> What the exercise asks
Copy the records verbatim, beginning with the line that contains "point_to SHOULD mark one point per instance of the tufted" and continuing through the line that contains "pixel 44 308", both included.

> Input for this task
^^^^^^^^^^^^^^^^
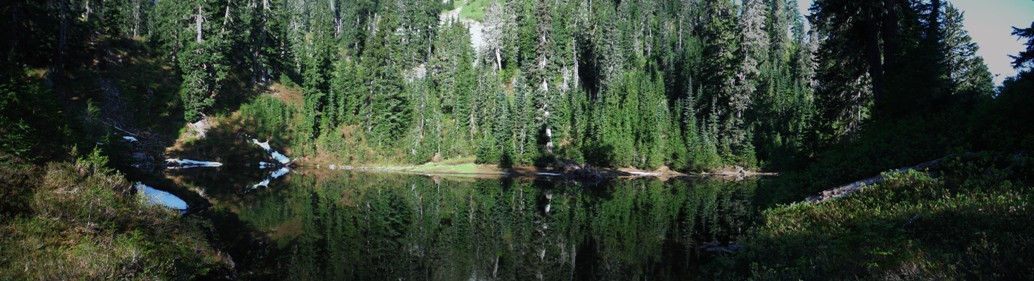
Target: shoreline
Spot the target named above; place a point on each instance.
(491, 170)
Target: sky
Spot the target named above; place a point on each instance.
(990, 23)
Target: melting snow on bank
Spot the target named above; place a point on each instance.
(160, 197)
(187, 163)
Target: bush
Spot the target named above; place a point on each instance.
(909, 226)
(83, 221)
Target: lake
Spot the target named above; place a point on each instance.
(348, 225)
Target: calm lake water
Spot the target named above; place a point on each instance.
(345, 225)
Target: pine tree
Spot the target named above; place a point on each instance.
(967, 70)
(721, 63)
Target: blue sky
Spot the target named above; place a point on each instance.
(989, 22)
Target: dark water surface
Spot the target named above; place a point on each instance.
(344, 225)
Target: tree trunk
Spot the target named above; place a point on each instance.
(199, 20)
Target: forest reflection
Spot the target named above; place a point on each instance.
(371, 226)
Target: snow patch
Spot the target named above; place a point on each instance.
(275, 175)
(279, 157)
(188, 163)
(160, 197)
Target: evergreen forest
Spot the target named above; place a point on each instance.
(695, 87)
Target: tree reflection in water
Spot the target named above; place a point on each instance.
(363, 226)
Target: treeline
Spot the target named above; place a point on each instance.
(693, 85)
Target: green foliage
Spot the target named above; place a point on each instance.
(84, 221)
(909, 226)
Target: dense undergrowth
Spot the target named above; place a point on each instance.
(82, 220)
(973, 222)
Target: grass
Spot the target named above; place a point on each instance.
(475, 9)
(455, 165)
(971, 223)
(80, 220)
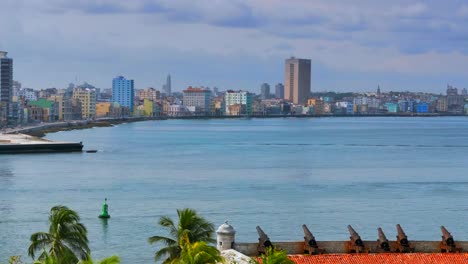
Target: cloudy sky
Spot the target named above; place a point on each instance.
(238, 44)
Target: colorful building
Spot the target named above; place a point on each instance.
(87, 98)
(242, 98)
(198, 98)
(123, 92)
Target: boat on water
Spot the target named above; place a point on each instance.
(21, 143)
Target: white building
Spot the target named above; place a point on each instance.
(177, 110)
(28, 94)
(197, 98)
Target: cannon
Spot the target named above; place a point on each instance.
(263, 241)
(382, 242)
(402, 243)
(310, 244)
(447, 245)
(355, 244)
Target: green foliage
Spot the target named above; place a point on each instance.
(66, 241)
(191, 226)
(48, 259)
(273, 256)
(109, 260)
(15, 260)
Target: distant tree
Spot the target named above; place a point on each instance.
(190, 226)
(66, 242)
(273, 256)
(109, 260)
(48, 259)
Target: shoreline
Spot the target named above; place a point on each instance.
(41, 130)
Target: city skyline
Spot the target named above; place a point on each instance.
(401, 45)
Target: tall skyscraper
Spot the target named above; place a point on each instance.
(167, 87)
(265, 91)
(6, 85)
(123, 92)
(279, 91)
(297, 80)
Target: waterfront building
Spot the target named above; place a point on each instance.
(297, 80)
(391, 107)
(279, 91)
(264, 91)
(241, 99)
(442, 105)
(103, 109)
(6, 85)
(149, 93)
(177, 110)
(123, 92)
(167, 88)
(422, 107)
(149, 107)
(199, 99)
(28, 94)
(62, 107)
(44, 110)
(316, 104)
(16, 88)
(87, 99)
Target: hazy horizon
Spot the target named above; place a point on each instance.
(401, 45)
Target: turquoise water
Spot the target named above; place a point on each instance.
(276, 173)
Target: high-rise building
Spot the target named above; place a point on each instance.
(265, 91)
(167, 87)
(123, 92)
(199, 98)
(149, 93)
(297, 80)
(6, 85)
(87, 98)
(279, 91)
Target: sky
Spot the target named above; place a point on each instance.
(238, 44)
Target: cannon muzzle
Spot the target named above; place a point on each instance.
(383, 241)
(309, 237)
(263, 239)
(401, 237)
(354, 236)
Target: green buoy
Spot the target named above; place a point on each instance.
(104, 212)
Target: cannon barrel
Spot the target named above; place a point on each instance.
(447, 237)
(383, 241)
(263, 238)
(354, 236)
(309, 237)
(402, 238)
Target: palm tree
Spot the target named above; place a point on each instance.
(190, 224)
(198, 253)
(273, 256)
(110, 260)
(66, 241)
(47, 259)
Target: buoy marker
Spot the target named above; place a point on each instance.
(104, 212)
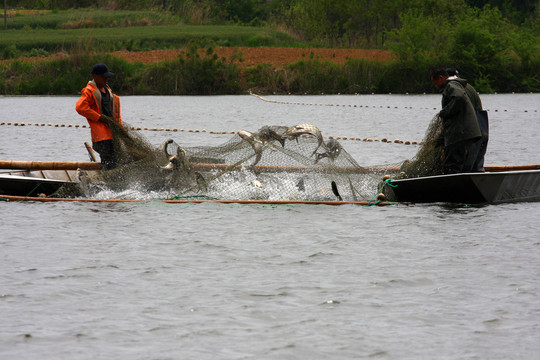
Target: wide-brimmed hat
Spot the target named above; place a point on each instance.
(102, 69)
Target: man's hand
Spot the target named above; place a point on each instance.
(106, 119)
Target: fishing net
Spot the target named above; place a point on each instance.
(272, 163)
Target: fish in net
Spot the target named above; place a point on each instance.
(273, 163)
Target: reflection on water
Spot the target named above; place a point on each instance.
(154, 280)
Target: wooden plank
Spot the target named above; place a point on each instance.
(198, 201)
(71, 165)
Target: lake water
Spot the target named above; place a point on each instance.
(214, 281)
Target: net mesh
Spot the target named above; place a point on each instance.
(272, 163)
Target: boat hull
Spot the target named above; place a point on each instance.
(29, 186)
(468, 188)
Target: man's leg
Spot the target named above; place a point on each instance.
(106, 152)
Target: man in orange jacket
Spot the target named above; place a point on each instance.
(99, 105)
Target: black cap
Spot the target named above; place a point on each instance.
(102, 69)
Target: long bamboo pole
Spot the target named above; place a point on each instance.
(72, 165)
(196, 201)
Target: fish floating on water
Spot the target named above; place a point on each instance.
(255, 143)
(333, 150)
(266, 134)
(305, 129)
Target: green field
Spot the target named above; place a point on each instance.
(141, 37)
(107, 31)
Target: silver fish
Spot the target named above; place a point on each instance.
(305, 129)
(178, 161)
(256, 144)
(333, 150)
(266, 134)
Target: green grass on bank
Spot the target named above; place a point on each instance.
(138, 38)
(85, 18)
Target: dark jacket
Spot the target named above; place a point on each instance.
(458, 114)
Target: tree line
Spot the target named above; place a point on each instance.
(494, 43)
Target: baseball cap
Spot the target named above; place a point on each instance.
(102, 69)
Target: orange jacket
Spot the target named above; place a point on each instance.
(89, 106)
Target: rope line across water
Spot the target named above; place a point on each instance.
(138, 128)
(358, 106)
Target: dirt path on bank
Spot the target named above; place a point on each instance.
(251, 56)
(264, 55)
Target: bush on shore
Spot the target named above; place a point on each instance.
(192, 74)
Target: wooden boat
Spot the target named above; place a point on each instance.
(34, 178)
(494, 186)
(498, 184)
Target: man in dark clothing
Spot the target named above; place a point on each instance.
(460, 126)
(475, 163)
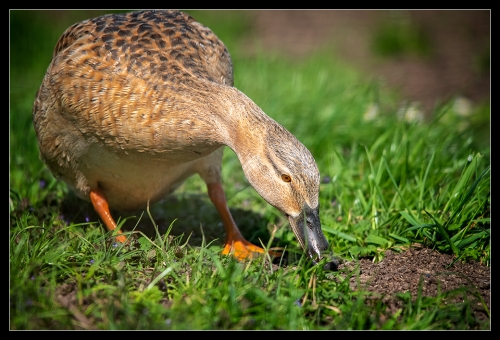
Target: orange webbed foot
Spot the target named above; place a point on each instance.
(242, 250)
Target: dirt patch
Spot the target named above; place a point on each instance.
(426, 272)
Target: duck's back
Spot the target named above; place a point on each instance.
(169, 45)
(126, 92)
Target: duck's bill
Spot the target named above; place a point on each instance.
(307, 229)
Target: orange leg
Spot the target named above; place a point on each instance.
(235, 242)
(100, 204)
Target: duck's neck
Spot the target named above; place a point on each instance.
(241, 124)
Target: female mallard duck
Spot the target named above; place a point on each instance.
(133, 104)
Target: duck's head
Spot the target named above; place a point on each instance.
(285, 174)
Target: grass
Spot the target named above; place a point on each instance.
(388, 181)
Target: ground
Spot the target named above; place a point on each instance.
(459, 40)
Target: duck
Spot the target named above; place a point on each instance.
(133, 104)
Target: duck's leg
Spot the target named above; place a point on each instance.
(101, 206)
(235, 242)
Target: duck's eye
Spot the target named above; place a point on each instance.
(286, 178)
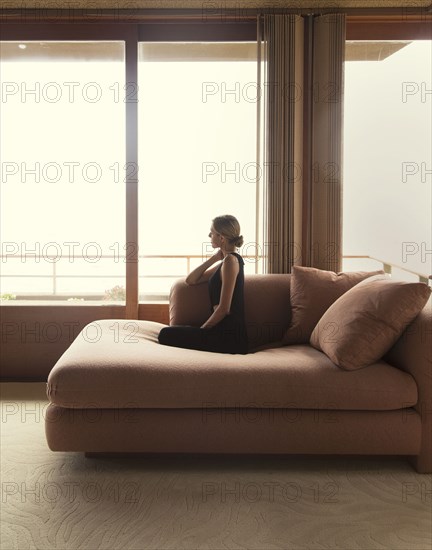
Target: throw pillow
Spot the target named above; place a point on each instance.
(364, 323)
(312, 292)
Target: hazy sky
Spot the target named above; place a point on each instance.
(197, 140)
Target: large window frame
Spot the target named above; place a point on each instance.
(133, 26)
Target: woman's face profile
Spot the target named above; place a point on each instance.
(215, 237)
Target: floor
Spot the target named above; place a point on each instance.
(66, 501)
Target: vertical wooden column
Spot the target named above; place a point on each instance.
(132, 172)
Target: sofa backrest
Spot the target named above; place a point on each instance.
(267, 306)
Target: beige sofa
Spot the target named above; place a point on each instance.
(117, 390)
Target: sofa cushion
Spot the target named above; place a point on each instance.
(312, 291)
(120, 364)
(267, 306)
(364, 323)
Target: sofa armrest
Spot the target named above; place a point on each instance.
(413, 354)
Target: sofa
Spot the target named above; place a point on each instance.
(117, 390)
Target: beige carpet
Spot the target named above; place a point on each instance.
(64, 501)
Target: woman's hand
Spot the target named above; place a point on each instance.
(202, 273)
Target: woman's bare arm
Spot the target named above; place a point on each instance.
(202, 273)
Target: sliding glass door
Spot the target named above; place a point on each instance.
(62, 218)
(197, 154)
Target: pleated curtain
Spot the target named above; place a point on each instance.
(302, 155)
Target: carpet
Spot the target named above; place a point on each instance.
(66, 501)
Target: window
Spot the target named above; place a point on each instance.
(197, 154)
(62, 170)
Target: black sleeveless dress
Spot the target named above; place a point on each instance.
(227, 336)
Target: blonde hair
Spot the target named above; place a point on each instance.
(229, 227)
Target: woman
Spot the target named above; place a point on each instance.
(225, 330)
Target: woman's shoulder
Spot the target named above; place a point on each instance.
(232, 255)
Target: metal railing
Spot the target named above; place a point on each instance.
(54, 276)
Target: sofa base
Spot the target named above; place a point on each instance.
(233, 431)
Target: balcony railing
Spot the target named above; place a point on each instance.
(388, 267)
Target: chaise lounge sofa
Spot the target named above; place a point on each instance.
(117, 390)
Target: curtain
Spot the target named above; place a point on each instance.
(301, 149)
(282, 49)
(325, 184)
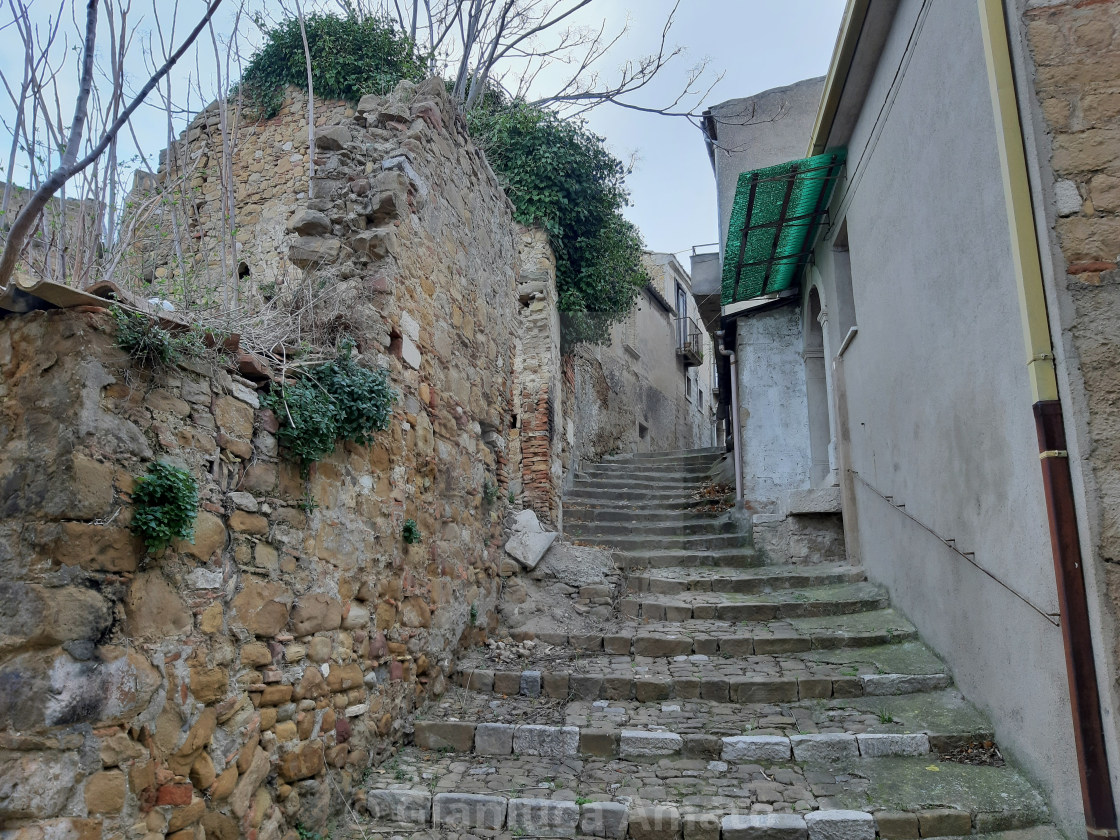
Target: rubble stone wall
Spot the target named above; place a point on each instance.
(1075, 50)
(241, 684)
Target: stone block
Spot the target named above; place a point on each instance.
(763, 690)
(468, 810)
(897, 824)
(542, 818)
(944, 822)
(604, 819)
(764, 827)
(530, 683)
(507, 682)
(457, 735)
(602, 743)
(701, 827)
(656, 822)
(554, 742)
(554, 684)
(832, 747)
(637, 744)
(494, 738)
(411, 806)
(840, 826)
(585, 687)
(756, 748)
(874, 745)
(890, 684)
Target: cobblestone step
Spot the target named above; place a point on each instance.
(907, 725)
(659, 529)
(767, 578)
(806, 603)
(882, 670)
(833, 794)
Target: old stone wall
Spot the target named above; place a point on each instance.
(1075, 52)
(539, 436)
(242, 683)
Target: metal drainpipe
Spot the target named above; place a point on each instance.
(734, 419)
(1057, 483)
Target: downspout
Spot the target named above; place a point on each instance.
(1057, 483)
(734, 420)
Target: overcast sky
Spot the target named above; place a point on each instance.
(758, 45)
(755, 44)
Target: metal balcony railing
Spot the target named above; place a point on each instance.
(689, 342)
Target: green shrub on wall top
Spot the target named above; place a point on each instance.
(338, 400)
(165, 506)
(560, 176)
(351, 57)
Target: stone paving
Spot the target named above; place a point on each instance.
(727, 701)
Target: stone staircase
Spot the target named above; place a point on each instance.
(728, 699)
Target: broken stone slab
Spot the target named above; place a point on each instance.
(542, 818)
(764, 827)
(494, 738)
(884, 684)
(468, 810)
(840, 826)
(308, 251)
(756, 748)
(637, 744)
(824, 747)
(605, 819)
(309, 223)
(529, 548)
(413, 806)
(332, 138)
(875, 745)
(554, 742)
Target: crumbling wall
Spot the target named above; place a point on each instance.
(241, 684)
(1075, 49)
(540, 435)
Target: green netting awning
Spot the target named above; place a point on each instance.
(775, 213)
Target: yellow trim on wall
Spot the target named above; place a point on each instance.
(1013, 162)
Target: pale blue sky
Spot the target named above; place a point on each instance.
(756, 44)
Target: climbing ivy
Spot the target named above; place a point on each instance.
(338, 400)
(351, 56)
(165, 506)
(560, 176)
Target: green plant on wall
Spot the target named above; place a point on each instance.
(351, 56)
(165, 506)
(410, 532)
(338, 400)
(148, 344)
(560, 176)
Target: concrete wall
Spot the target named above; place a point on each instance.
(934, 402)
(1069, 78)
(773, 412)
(756, 131)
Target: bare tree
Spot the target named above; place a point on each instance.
(511, 43)
(72, 143)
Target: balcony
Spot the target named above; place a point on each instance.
(690, 342)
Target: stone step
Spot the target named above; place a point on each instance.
(671, 542)
(707, 525)
(876, 670)
(767, 578)
(643, 516)
(465, 721)
(834, 795)
(735, 558)
(808, 603)
(641, 505)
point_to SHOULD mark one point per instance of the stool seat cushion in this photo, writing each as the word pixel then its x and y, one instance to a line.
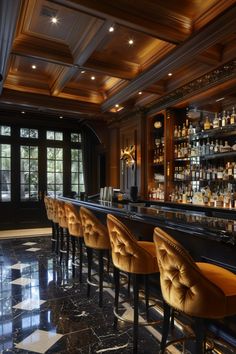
pixel 128 254
pixel 73 220
pixel 95 233
pixel 225 280
pixel 196 289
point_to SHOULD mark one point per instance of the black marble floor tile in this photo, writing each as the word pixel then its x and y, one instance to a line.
pixel 84 326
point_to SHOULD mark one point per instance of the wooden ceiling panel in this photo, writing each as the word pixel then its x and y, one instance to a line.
pixel 187 38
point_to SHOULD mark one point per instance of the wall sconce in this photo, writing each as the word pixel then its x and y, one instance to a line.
pixel 128 155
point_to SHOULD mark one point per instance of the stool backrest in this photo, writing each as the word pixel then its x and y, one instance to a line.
pixel 127 254
pixel 61 214
pixel 183 285
pixel 48 202
pixel 95 233
pixel 73 220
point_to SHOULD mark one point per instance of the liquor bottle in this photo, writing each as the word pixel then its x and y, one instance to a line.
pixel 228 119
pixel 208 147
pixel 215 122
pixel 207 124
pixel 224 119
pixel 176 132
pixel 232 117
pixel 183 133
pixel 179 132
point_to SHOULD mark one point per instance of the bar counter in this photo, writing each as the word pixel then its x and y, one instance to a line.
pixel 208 239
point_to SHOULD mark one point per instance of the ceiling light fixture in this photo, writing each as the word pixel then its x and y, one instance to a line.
pixel 131 42
pixel 54 20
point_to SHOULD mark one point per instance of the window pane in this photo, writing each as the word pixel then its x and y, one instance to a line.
pixel 50 135
pixel 5 172
pixel 58 136
pixel 34 133
pixel 29 172
pixel 55 171
pixel 5 130
pixel 50 153
pixel 24 152
pixel 24 133
pixel 74 166
pixel 76 138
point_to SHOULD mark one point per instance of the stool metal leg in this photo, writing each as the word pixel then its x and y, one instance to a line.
pixel 136 303
pixel 80 258
pixel 89 257
pixel 200 336
pixel 166 325
pixel 117 291
pixel 146 282
pixel 101 266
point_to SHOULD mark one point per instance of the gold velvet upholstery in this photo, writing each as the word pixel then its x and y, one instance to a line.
pixel 73 220
pixel 55 217
pixel 48 201
pixel 94 232
pixel 197 289
pixel 61 214
pixel 128 254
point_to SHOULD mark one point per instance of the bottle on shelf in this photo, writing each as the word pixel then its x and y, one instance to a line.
pixel 233 117
pixel 207 124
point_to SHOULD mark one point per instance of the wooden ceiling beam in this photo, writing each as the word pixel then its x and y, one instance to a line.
pixel 9 12
pixel 212 34
pixel 54 104
pixel 67 74
pixel 175 29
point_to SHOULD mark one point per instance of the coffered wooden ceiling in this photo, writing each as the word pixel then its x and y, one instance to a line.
pixel 188 38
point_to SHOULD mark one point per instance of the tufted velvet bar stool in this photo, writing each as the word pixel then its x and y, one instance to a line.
pixel 63 227
pixel 48 202
pixel 137 258
pixel 200 290
pixel 95 238
pixel 76 232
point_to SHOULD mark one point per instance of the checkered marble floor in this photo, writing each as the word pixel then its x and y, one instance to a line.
pixel 44 308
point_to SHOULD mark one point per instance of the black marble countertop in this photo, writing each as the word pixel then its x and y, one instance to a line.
pixel 197 223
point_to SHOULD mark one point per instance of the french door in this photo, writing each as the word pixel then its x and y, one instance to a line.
pixel 35 162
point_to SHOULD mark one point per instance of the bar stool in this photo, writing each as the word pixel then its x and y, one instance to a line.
pixel 48 202
pixel 200 290
pixel 95 238
pixel 76 232
pixel 63 228
pixel 133 257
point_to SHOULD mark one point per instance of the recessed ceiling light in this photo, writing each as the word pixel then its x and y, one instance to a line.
pixel 54 20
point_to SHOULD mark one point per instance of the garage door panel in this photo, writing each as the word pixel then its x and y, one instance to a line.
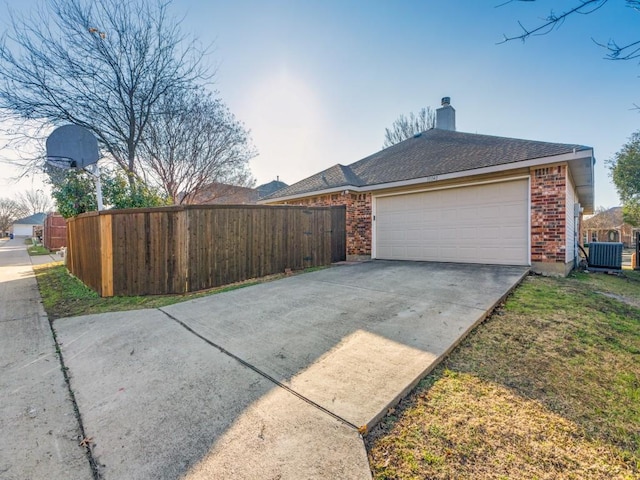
pixel 477 224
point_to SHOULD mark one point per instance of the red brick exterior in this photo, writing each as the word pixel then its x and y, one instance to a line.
pixel 358 226
pixel 548 214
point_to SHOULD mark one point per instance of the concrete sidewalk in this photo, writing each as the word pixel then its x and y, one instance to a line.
pixel 38 428
pixel 270 381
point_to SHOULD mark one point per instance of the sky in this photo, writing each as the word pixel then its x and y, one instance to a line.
pixel 317 82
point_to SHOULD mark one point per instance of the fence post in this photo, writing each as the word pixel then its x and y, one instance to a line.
pixel 106 255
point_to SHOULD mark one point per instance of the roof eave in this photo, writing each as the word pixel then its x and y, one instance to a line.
pixel 587 190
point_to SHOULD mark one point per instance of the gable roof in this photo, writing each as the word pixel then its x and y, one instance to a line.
pixel 267 189
pixel 430 153
pixel 35 219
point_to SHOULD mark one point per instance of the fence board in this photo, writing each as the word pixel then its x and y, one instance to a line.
pixel 183 249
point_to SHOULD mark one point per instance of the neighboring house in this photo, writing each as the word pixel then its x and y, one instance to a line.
pixel 29 226
pixel 608 226
pixel 220 193
pixel 450 196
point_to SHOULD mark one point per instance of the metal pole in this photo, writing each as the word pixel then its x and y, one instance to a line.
pixel 637 265
pixel 96 174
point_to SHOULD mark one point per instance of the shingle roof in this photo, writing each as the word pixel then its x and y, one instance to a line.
pixel 269 188
pixel 36 219
pixel 434 152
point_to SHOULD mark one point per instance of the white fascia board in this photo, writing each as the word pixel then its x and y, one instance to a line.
pixel 567 157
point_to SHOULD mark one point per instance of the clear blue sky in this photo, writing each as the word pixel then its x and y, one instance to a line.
pixel 317 82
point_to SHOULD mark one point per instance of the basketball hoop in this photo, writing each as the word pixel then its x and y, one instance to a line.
pixel 73 146
pixel 61 162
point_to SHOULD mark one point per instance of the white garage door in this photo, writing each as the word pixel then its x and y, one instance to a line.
pixel 476 224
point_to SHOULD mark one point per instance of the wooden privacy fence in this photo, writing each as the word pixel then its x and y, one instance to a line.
pixel 183 249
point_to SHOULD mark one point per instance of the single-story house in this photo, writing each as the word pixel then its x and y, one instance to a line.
pixel 450 196
pixel 224 194
pixel 29 226
pixel 608 226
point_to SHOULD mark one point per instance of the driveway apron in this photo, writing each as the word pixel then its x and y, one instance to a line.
pixel 274 380
pixel 38 428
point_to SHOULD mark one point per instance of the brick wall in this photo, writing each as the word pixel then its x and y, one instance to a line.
pixel 548 214
pixel 358 217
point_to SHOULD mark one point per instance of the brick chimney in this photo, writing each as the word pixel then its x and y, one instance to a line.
pixel 446 115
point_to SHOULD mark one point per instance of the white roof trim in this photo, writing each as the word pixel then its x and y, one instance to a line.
pixel 567 157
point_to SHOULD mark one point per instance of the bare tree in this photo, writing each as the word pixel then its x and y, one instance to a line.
pixel 196 142
pixel 406 127
pixel 101 64
pixel 10 211
pixel 35 201
pixel 554 20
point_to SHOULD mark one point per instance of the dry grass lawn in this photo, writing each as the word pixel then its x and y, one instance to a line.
pixel 547 388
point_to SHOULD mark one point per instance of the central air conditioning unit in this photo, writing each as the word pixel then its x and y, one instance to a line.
pixel 605 256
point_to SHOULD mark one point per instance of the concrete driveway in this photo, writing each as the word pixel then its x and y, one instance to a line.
pixel 270 381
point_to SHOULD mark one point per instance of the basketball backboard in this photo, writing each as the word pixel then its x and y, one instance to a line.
pixel 72 146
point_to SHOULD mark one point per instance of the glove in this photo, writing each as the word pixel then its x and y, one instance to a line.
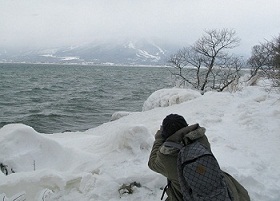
^^^^^^^^^^^^^^^^
> In response
point_to SHOULD mark one point per instance of the tufted velvet bar stool in this photo, writing each as the word pixel then its x and y, one instance to a line.
pixel 63 227
pixel 48 202
pixel 137 258
pixel 200 290
pixel 95 238
pixel 76 232
point_to SHOULD mark one point per instance of the checkered marble floor in this photo, writing each as the word pixel then its x and y, one instance to a line.
pixel 44 308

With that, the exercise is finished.